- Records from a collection
— start —

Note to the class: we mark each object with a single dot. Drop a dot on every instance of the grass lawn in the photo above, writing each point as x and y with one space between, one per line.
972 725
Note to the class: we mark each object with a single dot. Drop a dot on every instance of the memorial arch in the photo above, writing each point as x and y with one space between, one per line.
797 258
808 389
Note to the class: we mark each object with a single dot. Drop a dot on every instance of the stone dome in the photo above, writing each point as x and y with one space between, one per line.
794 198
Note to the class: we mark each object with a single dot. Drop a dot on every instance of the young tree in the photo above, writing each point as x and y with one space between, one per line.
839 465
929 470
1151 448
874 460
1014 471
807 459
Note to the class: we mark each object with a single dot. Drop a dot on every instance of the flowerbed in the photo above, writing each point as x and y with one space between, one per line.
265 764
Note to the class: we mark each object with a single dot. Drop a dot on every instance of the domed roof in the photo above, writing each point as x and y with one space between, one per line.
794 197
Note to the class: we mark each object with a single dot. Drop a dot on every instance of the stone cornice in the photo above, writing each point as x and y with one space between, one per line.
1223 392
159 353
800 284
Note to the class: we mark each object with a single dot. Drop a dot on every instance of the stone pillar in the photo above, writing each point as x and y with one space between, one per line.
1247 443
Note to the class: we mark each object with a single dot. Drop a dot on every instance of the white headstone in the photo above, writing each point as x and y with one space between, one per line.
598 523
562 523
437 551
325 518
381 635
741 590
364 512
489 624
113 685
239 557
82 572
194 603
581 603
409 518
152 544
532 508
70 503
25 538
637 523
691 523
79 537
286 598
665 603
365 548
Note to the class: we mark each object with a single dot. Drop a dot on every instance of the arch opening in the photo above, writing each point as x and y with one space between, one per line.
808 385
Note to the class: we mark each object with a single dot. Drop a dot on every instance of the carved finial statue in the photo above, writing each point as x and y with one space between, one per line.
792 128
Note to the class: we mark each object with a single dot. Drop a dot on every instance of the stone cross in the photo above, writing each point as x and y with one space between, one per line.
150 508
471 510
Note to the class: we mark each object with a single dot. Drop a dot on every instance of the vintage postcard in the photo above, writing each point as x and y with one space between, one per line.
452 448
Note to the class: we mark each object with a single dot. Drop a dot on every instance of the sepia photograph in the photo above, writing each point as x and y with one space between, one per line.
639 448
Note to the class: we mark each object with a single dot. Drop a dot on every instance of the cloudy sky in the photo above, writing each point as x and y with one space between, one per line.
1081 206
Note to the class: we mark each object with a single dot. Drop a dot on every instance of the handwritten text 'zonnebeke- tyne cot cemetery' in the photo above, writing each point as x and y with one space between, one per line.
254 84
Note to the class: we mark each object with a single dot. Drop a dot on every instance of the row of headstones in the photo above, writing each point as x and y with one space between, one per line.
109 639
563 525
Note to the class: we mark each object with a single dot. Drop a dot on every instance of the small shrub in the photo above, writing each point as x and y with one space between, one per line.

— end —

- Objective
Copy these lines word for word, beginning at the line that contains "of the cloudy" and stopping at the end of the records.

- Expected answer
Note to the class: we mark each object with a single dot. Drop a dot on every instance of the cloudy sky in the photo above, writing each point as x and y with one space between, one per line.
1081 206
Note to the class: we mark each object with a single dot. Drop a dot on every instance of the handwritten text 'zonnebeke- tyne cot cemetery' in the photo above, writing each point as x and y with one space between, one per line.
254 84
Note to the class: we mark each object with a single dot. Drop a dot on every instance of the row of headstones in the photo above, writing each point as x and y with one space between, one per line.
109 639
563 525
Note to the class: we mark each object with a single dot. Drop a dot on every instance of the small shrub in the photo above, writing each point as x and y with one space between, one per line.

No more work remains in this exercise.